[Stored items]
↓

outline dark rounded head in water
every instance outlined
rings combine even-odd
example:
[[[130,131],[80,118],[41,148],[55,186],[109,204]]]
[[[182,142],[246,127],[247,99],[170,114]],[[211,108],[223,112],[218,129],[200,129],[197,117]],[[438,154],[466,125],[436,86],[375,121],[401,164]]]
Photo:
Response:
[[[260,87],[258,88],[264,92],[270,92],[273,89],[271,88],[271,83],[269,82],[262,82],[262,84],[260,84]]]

↑

- _WHAT IS BEING ASKED_
A faithful copy of the lines from the line containing "rings combine even-odd" to the end of the data should be set down, both ends included, and nothing more.

- _OUTPUT_
rings combine even-odd
example:
[[[130,131],[80,118],[41,148],[55,186],[109,204]]]
[[[182,142],[246,127],[247,99],[170,114]],[[211,108],[223,112],[218,129],[200,129],[197,117]],[[438,154],[466,125],[436,86],[375,121],[401,164]]]
Photo:
Response:
[[[260,87],[258,88],[264,92],[270,92],[273,89],[271,88],[271,83],[269,82],[262,82],[262,84],[260,84]]]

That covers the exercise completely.